* start Extract provided *

Component Tuning Levers
Also available as:
PDF

Modifying Unified Topology Enrichment Properties Using Ambari

You can modify various enrichment properties for the unified topology using Ambari.

To modify the enrichment properties, navigate to Ambari>Metron>Enrichment.

The following list provides tuning guidelines for the unified topology enrichment properties you can modify in Ambari:

enrichment.workers
The number of worker processes for the enrichment topology. Increase parallelism before attempting to increase the number of workers.
Start by tuning only a single worker. Maximize throughput for that worker, then increase the number of workers.
The throughput should scale relatively linearly as workers are added. This reaches a limit as the number of workers running on a single node saturate the resources available.
When this happens, adding workers, but on additional nodes should allow further scaling.
enrichment.acker.executors
The number of ackers within the topology.
This should most often be equal to the number of workers defined in enrichment.workers.
Within the Storm UI, click the "Show System Stats" button. This will display a bolt named __acker. If the capacity of this bolt is too high, then increase the number of ackers.

* end Extract provided *
* start Items *

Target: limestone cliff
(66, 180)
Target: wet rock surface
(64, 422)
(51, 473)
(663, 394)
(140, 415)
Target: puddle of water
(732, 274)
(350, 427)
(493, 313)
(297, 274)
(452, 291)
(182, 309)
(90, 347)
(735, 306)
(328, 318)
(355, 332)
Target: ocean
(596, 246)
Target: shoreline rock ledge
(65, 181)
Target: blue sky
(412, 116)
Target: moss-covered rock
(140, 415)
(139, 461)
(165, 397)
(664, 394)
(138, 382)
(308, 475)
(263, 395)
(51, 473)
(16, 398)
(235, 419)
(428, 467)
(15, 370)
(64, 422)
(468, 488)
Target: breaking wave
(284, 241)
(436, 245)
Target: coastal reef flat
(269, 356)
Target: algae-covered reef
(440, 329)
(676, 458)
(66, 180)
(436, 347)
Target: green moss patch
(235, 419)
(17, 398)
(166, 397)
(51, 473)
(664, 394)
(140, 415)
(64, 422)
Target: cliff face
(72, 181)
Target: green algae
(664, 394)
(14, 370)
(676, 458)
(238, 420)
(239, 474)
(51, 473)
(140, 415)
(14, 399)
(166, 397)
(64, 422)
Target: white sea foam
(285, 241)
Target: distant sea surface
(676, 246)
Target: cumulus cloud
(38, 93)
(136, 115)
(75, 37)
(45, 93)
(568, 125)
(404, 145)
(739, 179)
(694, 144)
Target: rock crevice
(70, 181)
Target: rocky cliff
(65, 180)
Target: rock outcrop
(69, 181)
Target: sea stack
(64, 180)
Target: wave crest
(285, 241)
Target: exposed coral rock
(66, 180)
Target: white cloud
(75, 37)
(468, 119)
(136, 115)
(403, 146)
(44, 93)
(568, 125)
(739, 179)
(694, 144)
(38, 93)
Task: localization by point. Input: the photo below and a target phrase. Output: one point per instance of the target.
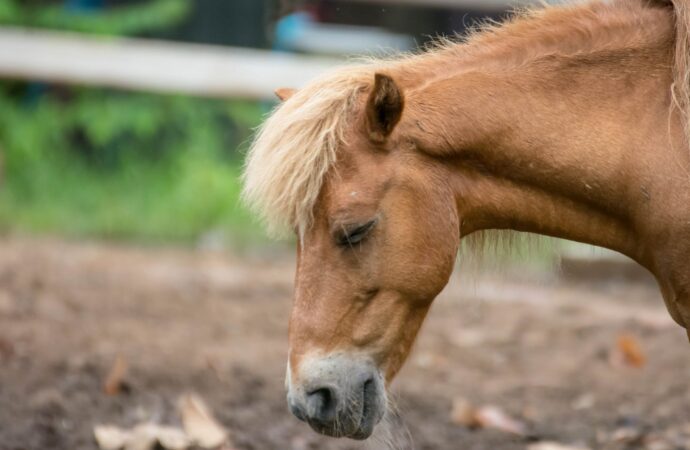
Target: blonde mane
(298, 144)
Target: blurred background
(136, 292)
(147, 143)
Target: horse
(569, 121)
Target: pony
(568, 121)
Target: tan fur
(568, 122)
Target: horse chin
(361, 426)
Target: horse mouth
(359, 426)
(371, 412)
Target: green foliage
(119, 165)
(124, 165)
(152, 16)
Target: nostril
(321, 404)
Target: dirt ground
(541, 349)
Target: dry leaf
(109, 437)
(199, 424)
(115, 380)
(464, 413)
(494, 417)
(172, 438)
(631, 351)
(144, 436)
(553, 446)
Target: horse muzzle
(339, 396)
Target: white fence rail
(149, 65)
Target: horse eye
(354, 235)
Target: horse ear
(284, 93)
(384, 107)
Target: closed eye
(354, 234)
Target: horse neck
(569, 144)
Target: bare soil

* end Items *

=== Problems and tasks ===
A. Do these statements agree with the enrichment tuning guidelines above? Answer yes or no for each, quoting the words of the guidelines that settle it.
(i) The number of workers should be raised before parallelism is raised.
(ii) The number of ackers should most often match the number of workers.
(iii) Throughput keeps scaling linearly however many workers run on one node.
B. Translate this sentence from the enrichment tuning guidelines into Spanish: "The throughput should scale relatively linearly as workers are added."

=== Solutions to the tasks ===
A.
(i) No: "Increase parallelism before attempting to increase the number of workers."
(ii) Yes: "This should most often be equal to the number of workers defined in enrichment.workers."
(iii) No: "This reaches a limit as the number of workers running on a single node saturate the resources available."

B. El rendimiento debería escalar de forma relativamente lineal a medida que se agregan trabajadores.